TEXTAUSZUG:
◆ ◆ ◆ ◆
Pharmazie
Wissenschaftliche
Studien beweisen: Ein erhöhter Homocysteinspiegel im
Serum ist ein eigenständiger Risikofaktor für
kardiovaskuläre Erkrankungen. Damit noch nicht genug,
multipliziert es außerdem noch die schädliche Wirkung
von Cholesterol, indem es die Oxidation von Low density
lipoprotein (LDL) forciert. Ein Workshop anläßlich der
Jahrestagung der European Society for Clinical
Investigation in Kiel informierte über den neuen
kardiovaskulären Übeltäter.
In einer 1991 begonnenen prospektiven Studie wurden 587
Patienten mit koronarer Herzkrankheit beobachtet. Eine
Stenose der Koronararterien korrelierte signifikant mit
dem Gesamtcholesterol und Lipoprotein (a) - und
tendenziell mit der Plasmahomocysteinkonzentration.
Außerdem konnte erstmals nachgewiesen werden, daß hohe
Homocysteinspiegel die Mortalität signifikant erhöhen.
Das relative Risiko für Konzentrationen größer 20
µmol/l Plasma war siebenmal höher als bei
Konzentrationen unter 9 µmol/l.
Die Wurzel des Übels ist letztendlich der Metabolismus
von Nahrungsmitteln. Aus der essentiellen Aminosäure
Methionin wird nämlich durch Demethylierung zunächst
Homocystein als toxische Aminosäure gebildet. Besonders
Fleisch enthält hohe Mengen an Methionin. Ist der
Stoffwechsel intakt, droht keine Gefahr; Homocystein wird
umgehend abgebaut. Entweder wird es zu Methionin
remethyliert (mit Hilfe von Vitamin B12 und Folsäure)
◆ ◆ ◆ ◆
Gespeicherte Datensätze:
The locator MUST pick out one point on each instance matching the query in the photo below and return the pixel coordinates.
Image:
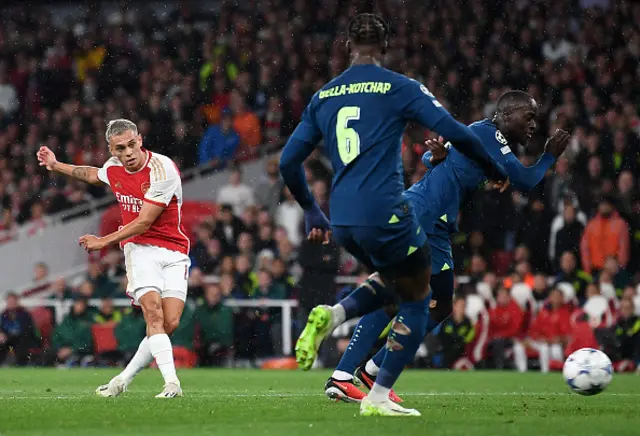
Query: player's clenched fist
(46, 158)
(557, 143)
(91, 243)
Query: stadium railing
(62, 307)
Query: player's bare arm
(47, 159)
(148, 214)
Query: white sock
(139, 361)
(379, 393)
(339, 315)
(341, 375)
(371, 367)
(160, 346)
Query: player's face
(522, 124)
(127, 147)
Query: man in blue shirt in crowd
(361, 115)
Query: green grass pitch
(291, 403)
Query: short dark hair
(368, 29)
(512, 98)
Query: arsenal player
(148, 188)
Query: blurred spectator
(505, 324)
(219, 142)
(269, 189)
(246, 123)
(606, 235)
(570, 273)
(619, 278)
(17, 331)
(455, 333)
(215, 321)
(627, 332)
(566, 230)
(107, 313)
(319, 264)
(540, 290)
(227, 229)
(72, 340)
(236, 193)
(547, 335)
(102, 285)
(9, 103)
(129, 332)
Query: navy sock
(366, 298)
(432, 324)
(364, 337)
(406, 335)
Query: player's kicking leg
(156, 345)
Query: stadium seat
(104, 339)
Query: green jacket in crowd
(75, 332)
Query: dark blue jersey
(438, 195)
(361, 115)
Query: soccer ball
(587, 371)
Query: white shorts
(150, 268)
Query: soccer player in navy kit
(436, 198)
(361, 116)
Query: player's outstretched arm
(148, 214)
(47, 158)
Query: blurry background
(218, 86)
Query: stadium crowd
(219, 95)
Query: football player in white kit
(149, 191)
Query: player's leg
(411, 278)
(144, 274)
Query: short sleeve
(164, 182)
(103, 176)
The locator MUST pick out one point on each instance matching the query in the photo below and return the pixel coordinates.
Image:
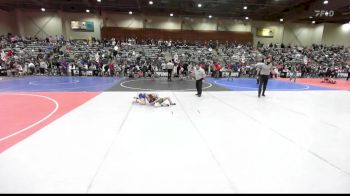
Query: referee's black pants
(263, 80)
(199, 84)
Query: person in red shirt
(217, 68)
(9, 53)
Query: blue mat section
(247, 84)
(58, 84)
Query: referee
(199, 75)
(265, 70)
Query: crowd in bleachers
(312, 61)
(141, 58)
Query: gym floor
(84, 135)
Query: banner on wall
(82, 26)
(264, 32)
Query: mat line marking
(38, 122)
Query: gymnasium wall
(302, 34)
(41, 24)
(336, 34)
(7, 22)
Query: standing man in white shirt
(265, 70)
(199, 75)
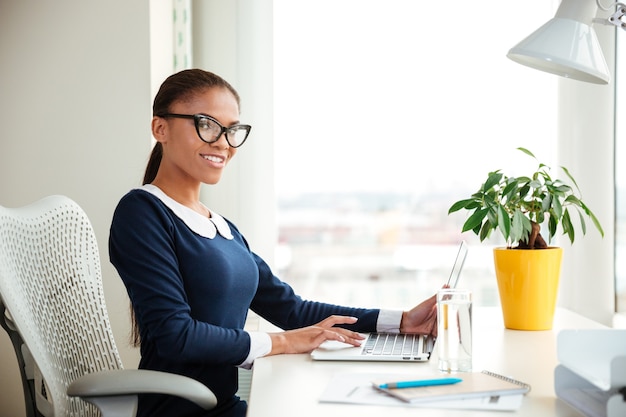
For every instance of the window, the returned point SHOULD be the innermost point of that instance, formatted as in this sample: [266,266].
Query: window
[386,112]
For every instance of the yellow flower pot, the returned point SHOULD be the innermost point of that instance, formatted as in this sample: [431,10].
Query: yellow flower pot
[528,283]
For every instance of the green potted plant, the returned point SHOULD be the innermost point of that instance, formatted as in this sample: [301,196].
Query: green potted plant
[527,269]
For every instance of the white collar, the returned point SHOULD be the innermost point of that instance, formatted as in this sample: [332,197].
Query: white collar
[204,226]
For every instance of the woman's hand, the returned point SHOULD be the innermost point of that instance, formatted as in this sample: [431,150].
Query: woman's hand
[421,319]
[306,339]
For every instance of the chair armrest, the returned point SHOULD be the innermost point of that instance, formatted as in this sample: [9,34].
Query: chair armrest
[124,382]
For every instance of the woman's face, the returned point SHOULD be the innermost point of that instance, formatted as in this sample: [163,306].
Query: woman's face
[186,158]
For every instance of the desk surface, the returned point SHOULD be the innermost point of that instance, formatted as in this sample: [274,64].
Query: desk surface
[287,384]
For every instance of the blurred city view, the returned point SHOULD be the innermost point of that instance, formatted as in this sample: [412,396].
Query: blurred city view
[377,249]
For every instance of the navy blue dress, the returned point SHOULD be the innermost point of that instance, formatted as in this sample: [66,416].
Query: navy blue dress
[191,296]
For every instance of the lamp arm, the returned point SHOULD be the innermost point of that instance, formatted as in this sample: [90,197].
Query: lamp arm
[616,18]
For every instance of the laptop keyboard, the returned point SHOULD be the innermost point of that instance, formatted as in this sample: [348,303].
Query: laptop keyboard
[382,344]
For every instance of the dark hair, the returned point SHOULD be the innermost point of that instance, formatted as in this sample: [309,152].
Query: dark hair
[177,87]
[180,87]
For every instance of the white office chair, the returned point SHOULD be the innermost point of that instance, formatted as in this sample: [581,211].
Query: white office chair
[52,305]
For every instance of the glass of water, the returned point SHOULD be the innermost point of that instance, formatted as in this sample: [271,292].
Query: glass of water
[454,329]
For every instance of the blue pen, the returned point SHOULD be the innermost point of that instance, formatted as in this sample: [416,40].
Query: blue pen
[420,383]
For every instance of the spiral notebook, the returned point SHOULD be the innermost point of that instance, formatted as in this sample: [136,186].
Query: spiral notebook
[473,384]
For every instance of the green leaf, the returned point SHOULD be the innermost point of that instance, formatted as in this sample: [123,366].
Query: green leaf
[475,219]
[485,231]
[460,205]
[568,228]
[517,226]
[558,209]
[504,222]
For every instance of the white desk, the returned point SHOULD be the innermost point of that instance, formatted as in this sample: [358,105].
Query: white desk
[288,385]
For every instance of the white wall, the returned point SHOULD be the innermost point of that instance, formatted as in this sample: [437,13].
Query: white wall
[234,40]
[586,148]
[75,117]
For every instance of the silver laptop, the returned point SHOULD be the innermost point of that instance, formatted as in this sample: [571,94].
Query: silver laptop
[389,346]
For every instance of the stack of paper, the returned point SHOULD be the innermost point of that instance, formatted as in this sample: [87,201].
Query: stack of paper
[476,391]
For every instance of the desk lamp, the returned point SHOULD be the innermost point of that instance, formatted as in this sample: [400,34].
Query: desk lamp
[567,45]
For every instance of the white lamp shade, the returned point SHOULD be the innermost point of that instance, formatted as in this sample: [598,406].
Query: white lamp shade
[566,47]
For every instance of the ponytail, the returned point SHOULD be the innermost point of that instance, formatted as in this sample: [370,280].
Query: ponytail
[153,163]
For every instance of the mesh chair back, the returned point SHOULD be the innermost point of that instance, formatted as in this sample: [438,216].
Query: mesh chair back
[51,284]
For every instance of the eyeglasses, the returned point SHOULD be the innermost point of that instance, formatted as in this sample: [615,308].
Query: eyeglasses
[209,130]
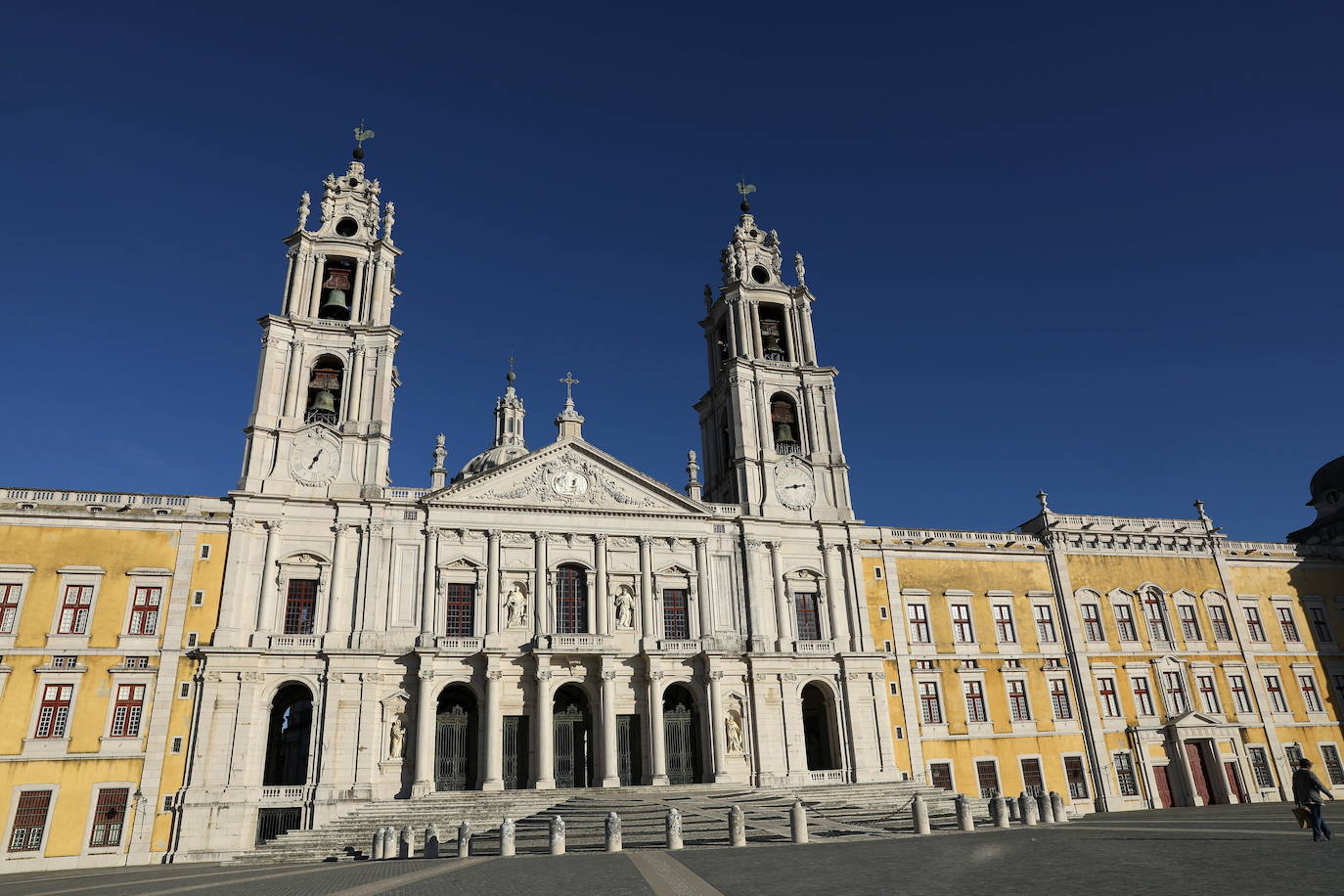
◆ ◆ ◆ ◆
AUFGABE: Geben Sie den Textauszug über Homocystein von „In einer 1991“ bis einschließlich „mit der Plasmahomocysteinkonzentration.“ wörtlich wieder. Die Datensätze haben mit dem Textauszug nichts zu tun.

SCHRIFTLICHE ANTWORT:
In einer 1991 begonnenen prospektiven Studie wurden 587
Patienten mit koronarer Herzkrankheit beobachtet. Eine
Stenose der Koronararterien korrelierte signifikant mit
dem Gesamtcholesterol und Lipoprotein (a) - und
tendenziell mit der Plasmahomocysteinkonzentration.